┏━━

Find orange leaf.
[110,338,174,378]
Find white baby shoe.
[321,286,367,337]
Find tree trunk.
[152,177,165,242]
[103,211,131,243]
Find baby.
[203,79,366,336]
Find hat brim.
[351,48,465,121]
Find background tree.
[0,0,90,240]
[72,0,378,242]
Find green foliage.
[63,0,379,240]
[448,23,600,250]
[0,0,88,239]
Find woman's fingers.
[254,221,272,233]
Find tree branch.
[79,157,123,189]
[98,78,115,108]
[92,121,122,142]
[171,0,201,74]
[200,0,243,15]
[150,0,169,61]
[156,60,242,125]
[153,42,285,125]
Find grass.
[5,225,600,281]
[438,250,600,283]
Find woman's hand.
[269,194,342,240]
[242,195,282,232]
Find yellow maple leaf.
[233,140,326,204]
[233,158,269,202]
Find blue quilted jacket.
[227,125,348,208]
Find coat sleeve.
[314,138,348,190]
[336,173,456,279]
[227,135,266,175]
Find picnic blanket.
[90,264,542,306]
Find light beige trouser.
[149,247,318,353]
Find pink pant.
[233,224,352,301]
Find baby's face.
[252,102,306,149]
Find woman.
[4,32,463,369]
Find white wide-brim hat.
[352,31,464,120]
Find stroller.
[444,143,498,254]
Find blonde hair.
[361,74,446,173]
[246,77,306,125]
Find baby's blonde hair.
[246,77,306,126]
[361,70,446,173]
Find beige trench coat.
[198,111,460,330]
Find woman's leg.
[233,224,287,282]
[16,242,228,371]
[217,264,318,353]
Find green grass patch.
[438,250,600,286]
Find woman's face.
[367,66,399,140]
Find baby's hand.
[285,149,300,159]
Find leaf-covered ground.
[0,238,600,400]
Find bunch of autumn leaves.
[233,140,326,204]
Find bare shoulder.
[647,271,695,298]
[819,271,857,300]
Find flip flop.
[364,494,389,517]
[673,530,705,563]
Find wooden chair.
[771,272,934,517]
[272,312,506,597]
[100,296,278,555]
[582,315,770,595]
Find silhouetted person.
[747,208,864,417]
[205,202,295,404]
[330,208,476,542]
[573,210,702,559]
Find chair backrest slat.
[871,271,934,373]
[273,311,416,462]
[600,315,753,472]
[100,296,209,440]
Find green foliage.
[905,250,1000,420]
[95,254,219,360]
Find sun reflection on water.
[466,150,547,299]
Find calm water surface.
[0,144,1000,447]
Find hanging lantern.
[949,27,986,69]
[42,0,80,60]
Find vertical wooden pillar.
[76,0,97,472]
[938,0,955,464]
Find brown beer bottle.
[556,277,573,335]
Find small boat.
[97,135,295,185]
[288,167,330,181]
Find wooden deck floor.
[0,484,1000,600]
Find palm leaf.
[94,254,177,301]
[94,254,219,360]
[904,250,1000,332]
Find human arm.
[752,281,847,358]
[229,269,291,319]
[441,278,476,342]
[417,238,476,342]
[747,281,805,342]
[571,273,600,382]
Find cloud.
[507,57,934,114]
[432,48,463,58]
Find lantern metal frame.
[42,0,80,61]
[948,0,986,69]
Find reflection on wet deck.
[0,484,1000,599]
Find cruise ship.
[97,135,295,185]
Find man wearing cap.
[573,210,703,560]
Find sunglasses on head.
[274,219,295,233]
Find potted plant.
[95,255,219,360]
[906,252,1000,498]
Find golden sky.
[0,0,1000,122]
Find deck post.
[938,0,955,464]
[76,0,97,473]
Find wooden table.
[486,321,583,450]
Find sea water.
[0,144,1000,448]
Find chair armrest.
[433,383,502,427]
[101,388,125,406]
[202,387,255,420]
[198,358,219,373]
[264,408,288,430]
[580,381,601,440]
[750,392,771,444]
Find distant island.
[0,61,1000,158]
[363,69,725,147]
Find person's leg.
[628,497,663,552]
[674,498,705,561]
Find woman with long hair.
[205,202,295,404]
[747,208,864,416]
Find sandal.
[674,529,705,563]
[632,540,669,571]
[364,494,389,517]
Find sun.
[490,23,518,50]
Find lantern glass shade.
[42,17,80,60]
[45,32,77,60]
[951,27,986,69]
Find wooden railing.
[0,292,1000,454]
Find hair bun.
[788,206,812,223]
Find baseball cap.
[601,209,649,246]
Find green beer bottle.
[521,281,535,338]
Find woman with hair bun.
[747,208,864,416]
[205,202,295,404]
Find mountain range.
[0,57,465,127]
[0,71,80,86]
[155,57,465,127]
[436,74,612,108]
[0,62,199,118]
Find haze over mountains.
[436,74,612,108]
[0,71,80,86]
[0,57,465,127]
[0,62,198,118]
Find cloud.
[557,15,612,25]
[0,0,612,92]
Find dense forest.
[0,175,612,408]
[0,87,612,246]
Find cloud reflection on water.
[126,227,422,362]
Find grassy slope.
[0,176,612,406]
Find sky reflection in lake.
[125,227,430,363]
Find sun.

┗━━

◆ Set problem
Swap "Find" for "Locate" in every one of the entries above, and leave all other text in them unchanged.

◆ Answer to the exercise
Locate orange leaf.
[110,338,174,378]
Locate white baby shoe.
[321,286,367,337]
Locate tree trunk.
[152,177,165,242]
[103,211,131,243]
Locate baby.
[203,79,366,336]
Locate hat brim.
[351,48,465,121]
Locate background tree.
[0,0,90,240]
[72,0,378,242]
Locate green foliage.
[63,0,379,240]
[448,23,600,250]
[0,0,88,239]
Locate woman's fingers.
[254,221,272,233]
Locate tree branch.
[79,157,123,189]
[98,78,115,108]
[92,121,122,142]
[171,0,201,74]
[200,0,243,15]
[150,0,169,61]
[156,60,242,125]
[153,42,285,125]
Locate grass.
[5,225,600,281]
[438,250,600,283]
Locate woman's hand.
[269,194,342,240]
[242,195,282,232]
Locate yellow maple leaf.
[233,140,326,204]
[233,158,269,202]
Locate blue quilted jacket.
[227,125,348,208]
Locate coat sleeve.
[314,138,348,190]
[336,173,456,279]
[227,135,266,175]
Locate picnic blanket.
[90,264,542,306]
Locate light beige trouser.
[149,247,318,353]
Locate pink pant.
[233,224,352,301]
Locate baby's face.
[252,102,306,149]
Locate woman.
[4,32,463,369]
Locate white wide-brim hat.
[352,31,464,120]
Locate stroller.
[444,143,498,254]
Locate blonde hair.
[361,74,446,173]
[246,77,306,125]
Locate baby's blonde hair.
[246,77,306,126]
[361,70,446,173]
Locate beige trench coat.
[198,111,460,330]
Locate woman's leg.
[233,224,287,282]
[16,242,228,371]
[217,264,318,353]
Locate green grass patch.
[438,250,600,286]
Locate woman's face.
[367,66,399,140]
Locate baby's hand.
[285,149,300,159]
Locate leaf-covered ground.
[0,238,600,400]
Locate bunch of autumn leaves.
[233,140,326,204]
Locate bare shoulder.
[647,271,695,298]
[819,271,857,300]
Locate flip flop.
[364,494,389,517]
[673,530,705,563]
Locate wooden chair.
[771,272,934,517]
[272,312,506,597]
[100,296,278,555]
[582,315,770,595]
Locate silhouetted person.
[747,208,864,417]
[205,202,295,404]
[330,208,476,542]
[573,210,702,559]
Locate chair backrest slat.
[871,271,934,373]
[273,311,416,462]
[600,315,753,472]
[100,296,209,440]
Locate green foliage.
[905,250,1000,420]
[95,254,219,360]
Locate sun reflection on water.
[466,150,547,299]
Locate calm water surface.
[0,144,1000,447]
Locate hanging lantern.
[949,27,986,69]
[42,0,80,60]
Locate vertical wooden pillar.
[76,0,97,472]
[938,0,955,464]
Locate brown beer bottle.
[556,277,573,335]
Locate small boat.
[97,135,295,185]
[288,167,330,181]
Locate wooden deck floor.
[0,484,1000,600]
Locate palm leaf.
[94,254,177,301]
[94,254,219,360]
[904,250,1000,332]
Locate human arm.
[752,281,847,358]
[229,269,291,319]
[441,278,476,342]
[417,238,476,342]
[747,281,805,342]
[571,273,600,382]
Locate cloud.
[507,57,934,114]
[432,48,463,58]
Locate lantern metal frame.
[42,0,80,61]
[948,0,986,69]
Locate reflection on wet deck.
[0,484,1000,599]
Locate cruise ship.
[97,135,295,185]
Locate man wearing cap.
[573,210,703,560]
Locate sunglasses on head.
[274,219,295,233]
Locate potted plant.
[95,255,219,360]
[906,252,1000,498]
Locate golden sky.
[0,0,1000,122]
Locate deck post.
[938,0,955,464]
[76,0,97,473]
Locate wooden table.
[486,321,583,450]
Locate sea water.
[0,144,1000,448]
Locate chair armrest.
[433,383,502,427]
[101,388,125,406]
[202,387,255,420]
[198,358,219,373]
[264,408,288,430]
[580,381,601,440]
[750,392,771,444]
Locate distant island.
[0,61,1000,158]
[363,69,725,147]
Locate person's leg.
[628,497,663,552]
[674,498,705,561]
Locate woman with long hair.
[205,202,295,404]
[747,208,864,416]
Locate sandal.
[674,529,705,563]
[632,540,669,571]
[364,494,389,517]
Locate sun.
[490,23,518,50]
Locate lantern glass shade.
[42,17,80,60]
[45,32,77,60]
[951,27,986,69]
Locate wooden railing.
[0,292,1000,454]
Locate hair bun.
[788,206,812,223]
Locate baseball cap.
[601,209,649,246]
Locate green beer bottle.
[521,281,535,338]
Locate woman with hair bun.
[747,208,864,416]
[205,202,295,404]
Locate mountain range.
[0,57,465,127]
[0,71,80,86]
[155,57,465,127]
[436,74,612,108]
[0,62,199,118]
Locate haze over mountains.
[436,74,612,108]
[0,71,80,86]
[0,57,465,127]
[0,62,198,118]
Locate cloud.
[557,15,612,25]
[0,0,612,92]
Locate dense forest.
[0,175,612,408]
[0,87,612,246]
Locate cloud reflection on water.
[126,227,422,362]
Locate grassy slope.
[0,176,612,406]
Locate sky reflection in lake.
[125,227,430,363]
Locate sun.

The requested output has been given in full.